# A true Royal Canadian has passed away



## Michael Dorosh (13 Aug 2004)

Regrets to all the RCR types here but the loss extends well outside the Regiment.   Strome Galloway - soldier, historian, author - has passed away according to a post at my message board.

For anyone who doesn't know (and for shame if you don't) Galloway served in the RCR in WW II.  He saw combat in North Africa with the British Army, specificially in Tunisia with the Royal Irish Fusiliers, then as a company commander of The Royal Canadian Regiment and sometimes acting battalion commander in Sicily, Italy, and NW Europe.  He wrote extensively for Legion Magazine, as well as publishing excellent books about his experiences in "the big one."

The loss of this true Royal Canadian is a blow to all Canada.


----------



## Michael OLeary (13 Aug 2004)

Farewell Strome

Pro Patria


----------



## Michael Dorosh (13 Aug 2004)

-- GIVEN INFORMATION --
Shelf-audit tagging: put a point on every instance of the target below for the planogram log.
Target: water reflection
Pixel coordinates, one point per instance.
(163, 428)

-- WHAT THE TASK ASKS --
Retype the forum thread about Strome Galloway's death in full, word for word, from its title down to the last header.

-- PROBLEM SOLUTION --
# A true Royal Canadian has passed away



## Michael Dorosh (13 Aug 2004)

Regrets to all the RCR types here but the loss extends well outside the Regiment.   Strome Galloway - soldier, historian, author - has passed away according to a post at my message board.

For anyone who doesn't know (and for shame if you don't) Galloway served in the RCR in WW II.  He saw combat in North Africa with the British Army, specificially in Tunisia with the Royal Irish Fusiliers, then as a company commander of The Royal Canadian Regiment and sometimes acting battalion commander in Sicily, Italy, and NW Europe.  He wrote extensively for Legion Magazine, as well as publishing excellent books about his experiences in "the big one."

The loss of this true Royal Canadian is a blow to all Canada.


----------



## Michael OLeary (13 Aug 2004)

Farewell Strome

Pro Patria


----------



## Michael Dorosh (13 Aug 2004)